Display every line in the records below that contains the word "banner".

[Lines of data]
-- Begin --

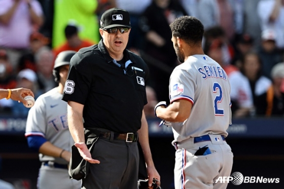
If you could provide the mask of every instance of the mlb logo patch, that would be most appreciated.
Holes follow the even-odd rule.
[[[145,85],[145,82],[144,81],[144,78],[139,77],[139,76],[137,76],[136,78],[137,78],[137,83],[138,83],[139,85],[141,85],[144,86]]]
[[[113,15],[113,20],[122,20],[122,14]]]
[[[182,94],[184,93],[184,85],[179,83],[175,84],[173,86],[172,93],[174,94]]]

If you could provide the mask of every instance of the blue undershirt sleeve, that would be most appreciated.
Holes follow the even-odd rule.
[[[41,136],[29,136],[27,139],[28,147],[38,152],[42,145],[47,141],[45,137]]]

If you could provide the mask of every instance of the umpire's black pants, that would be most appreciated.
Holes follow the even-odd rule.
[[[137,188],[139,153],[137,142],[99,138],[92,157],[100,162],[90,166],[83,179],[83,188],[130,189]]]

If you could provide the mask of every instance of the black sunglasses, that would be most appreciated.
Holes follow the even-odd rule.
[[[109,33],[116,33],[117,30],[119,29],[120,32],[121,33],[123,33],[124,32],[127,33],[128,32],[128,27],[112,27],[110,29],[104,29],[103,30],[106,31]]]

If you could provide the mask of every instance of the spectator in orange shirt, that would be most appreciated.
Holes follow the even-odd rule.
[[[53,49],[55,57],[62,51],[72,50],[78,51],[83,47],[91,46],[94,43],[86,40],[81,40],[78,34],[79,29],[74,25],[67,25],[65,28],[65,36],[67,41],[62,45]]]

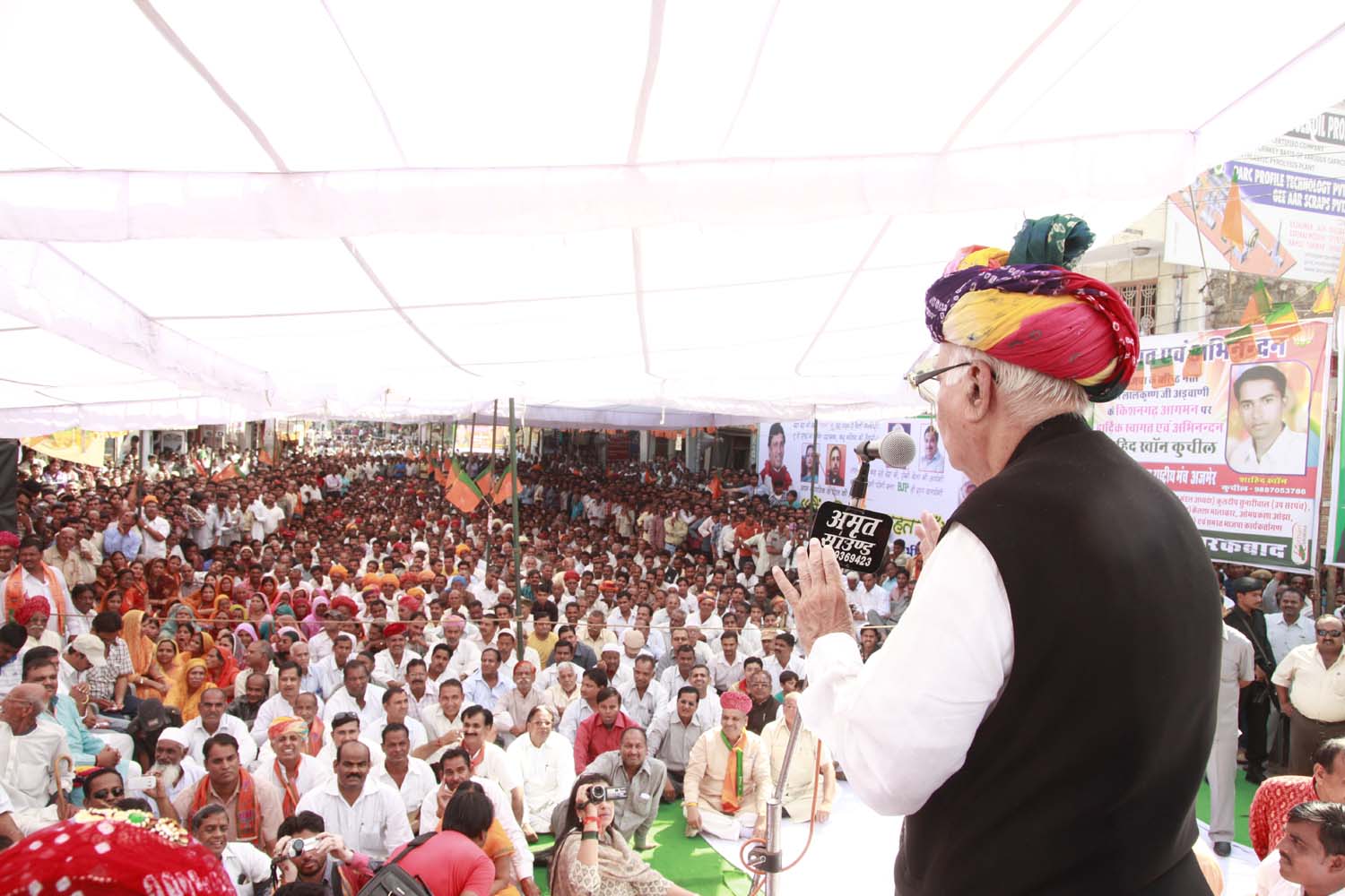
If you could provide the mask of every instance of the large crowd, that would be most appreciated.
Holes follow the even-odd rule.
[[[771,570],[807,496],[768,469],[525,458],[515,540],[507,501],[449,498],[447,455],[390,447],[24,459],[0,533],[4,842],[141,813],[239,892],[274,868],[356,893],[412,844],[398,864],[434,892],[486,896],[538,892],[545,834],[551,892],[685,892],[648,864],[670,802],[687,837],[763,834],[806,684]],[[507,476],[459,461],[487,497]],[[870,653],[908,568],[847,583]],[[826,821],[835,772],[802,733],[787,814]]]
[[[769,462],[523,458],[515,539],[507,501],[449,494],[447,455],[390,447],[24,461],[0,845],[91,810],[176,822],[241,893],[354,895],[395,858],[436,893],[535,895],[545,861],[551,892],[607,895],[686,892],[650,864],[666,803],[687,837],[763,834],[807,685],[772,570],[796,578],[807,496]],[[486,496],[508,476],[457,461]],[[920,575],[893,547],[845,582],[865,660]],[[1258,794],[1264,857],[1294,806],[1345,799],[1340,610],[1307,576],[1219,576],[1210,834],[1237,766],[1259,783],[1278,755],[1301,776]],[[824,822],[843,772],[799,733],[785,815]]]

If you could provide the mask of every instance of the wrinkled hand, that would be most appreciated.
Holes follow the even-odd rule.
[[[920,539],[920,556],[928,560],[929,555],[933,553],[933,547],[939,544],[939,532],[942,532],[939,521],[929,510],[921,510],[920,521],[916,523],[915,529],[916,537]]]
[[[794,610],[804,653],[811,652],[812,642],[824,634],[845,633],[854,637],[854,619],[846,602],[835,551],[823,547],[818,539],[811,539],[800,548],[798,564],[798,588],[790,584],[780,567],[775,567],[771,574]]]

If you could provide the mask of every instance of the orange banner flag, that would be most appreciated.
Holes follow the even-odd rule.
[[[229,480],[237,480],[237,478],[238,478],[238,467],[234,466],[233,463],[230,463],[229,466],[226,466],[225,469],[222,469],[219,473],[215,473],[213,477],[210,477],[210,481],[211,482],[227,482]]]

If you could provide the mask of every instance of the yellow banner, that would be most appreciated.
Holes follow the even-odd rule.
[[[24,447],[47,457],[89,466],[104,466],[105,447],[109,438],[120,438],[121,433],[90,433],[87,430],[62,430],[51,435],[32,435],[24,439]]]

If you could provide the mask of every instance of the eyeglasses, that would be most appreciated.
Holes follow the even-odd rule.
[[[907,373],[907,383],[911,384],[920,398],[929,402],[931,404],[939,400],[939,376],[947,373],[948,371],[955,371],[959,367],[971,367],[975,361],[962,361],[960,364],[950,364],[948,367],[936,367],[932,371],[925,371],[923,373],[916,373],[915,371]]]

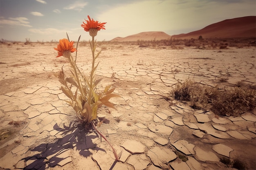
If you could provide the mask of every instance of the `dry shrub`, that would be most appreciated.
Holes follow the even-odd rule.
[[[220,115],[236,116],[256,106],[255,89],[236,87],[221,91],[191,79],[177,83],[170,94],[177,100],[190,102],[195,108],[209,108]]]
[[[212,103],[212,110],[221,115],[238,116],[256,106],[256,91],[236,87],[220,93]]]

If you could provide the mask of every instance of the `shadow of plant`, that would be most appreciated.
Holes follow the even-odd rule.
[[[70,149],[79,151],[79,154],[85,157],[92,154],[89,149],[106,152],[94,143],[94,139],[99,136],[92,130],[90,126],[85,126],[76,122],[71,122],[68,126],[64,124],[63,126],[61,128],[56,124],[53,127],[55,130],[61,132],[62,138],[56,138],[51,143],[41,144],[30,150],[36,154],[22,159],[25,161],[24,169],[45,170],[57,165],[62,166],[72,161]]]

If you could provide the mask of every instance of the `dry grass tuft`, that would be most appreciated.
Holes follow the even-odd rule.
[[[248,87],[222,91],[187,79],[178,83],[171,95],[177,100],[191,102],[195,108],[209,108],[221,116],[237,116],[256,107],[256,90]]]

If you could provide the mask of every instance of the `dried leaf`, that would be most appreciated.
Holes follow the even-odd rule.
[[[115,110],[117,110],[117,109],[115,107],[115,106],[113,105],[113,104],[111,102],[110,102],[108,101],[105,101],[104,102],[102,102],[102,104],[104,104],[106,106],[108,106],[108,107],[113,108]]]
[[[78,88],[76,88],[76,92],[75,93],[75,99],[76,98],[76,97],[77,97],[77,91],[78,90]]]
[[[110,87],[110,86],[111,85],[109,85],[108,86],[107,86],[105,88],[105,89],[104,90],[104,93],[107,93],[107,92],[108,92],[108,89],[109,89],[109,88]]]
[[[85,117],[86,120],[88,121],[92,117],[92,109],[91,108],[91,106],[88,104],[87,103],[85,103],[85,104],[83,105],[84,108],[86,109],[87,116]]]
[[[78,85],[77,85],[76,82],[75,82],[75,80],[73,78],[67,77],[66,78],[65,80],[66,82],[70,83],[71,84],[73,84],[73,85],[76,87],[77,88],[78,88]]]
[[[103,101],[105,101],[105,100],[108,101],[111,98],[115,97],[121,97],[121,96],[116,94],[111,93],[108,95],[104,95],[103,97],[101,99],[100,99],[99,100],[101,102],[102,102]]]
[[[92,108],[92,116],[89,121],[97,118],[97,110],[98,110],[98,106],[95,106]]]
[[[106,94],[106,95],[108,95],[108,94],[110,94],[110,93],[113,93],[113,92],[114,92],[114,91],[115,90],[115,89],[116,88],[115,87],[114,87],[112,88],[111,88],[111,89],[110,89],[108,92],[107,92]]]

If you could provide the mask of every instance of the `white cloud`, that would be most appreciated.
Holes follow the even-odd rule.
[[[45,29],[29,29],[29,31],[33,33],[36,33],[43,35],[55,35],[59,33],[65,35],[66,32],[66,31],[64,30],[61,30],[52,28],[49,28]]]
[[[77,1],[67,7],[64,7],[63,9],[72,9],[80,12],[88,4],[88,2],[83,1]]]
[[[103,8],[91,16],[107,22],[104,32],[112,38],[148,31],[187,33],[225,19],[255,15],[255,1],[144,0]]]
[[[55,13],[60,13],[61,12],[61,11],[60,11],[59,9],[55,9],[54,10],[53,10],[53,11],[55,12]]]
[[[44,15],[39,12],[31,12],[30,13],[35,16],[43,16]]]
[[[20,26],[27,27],[32,27],[28,24],[29,22],[27,21],[28,19],[25,17],[9,18],[8,20],[5,19],[4,17],[1,17],[0,23],[1,24],[9,25],[12,26]]]
[[[44,0],[36,0],[36,1],[40,3],[42,3],[42,4],[46,4],[47,3]]]

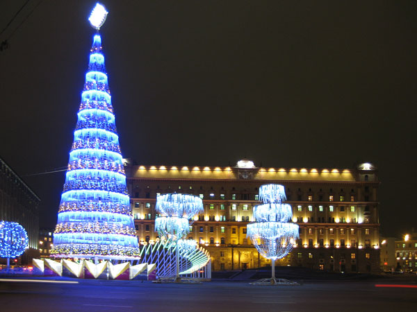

-- End --

▶ _Exercise response_
If you could provide the mask of every instance of the orange banner flag, that would be most appreciated.
If you could provide the mask of every instance of the yellow banner, that would be most appreciated.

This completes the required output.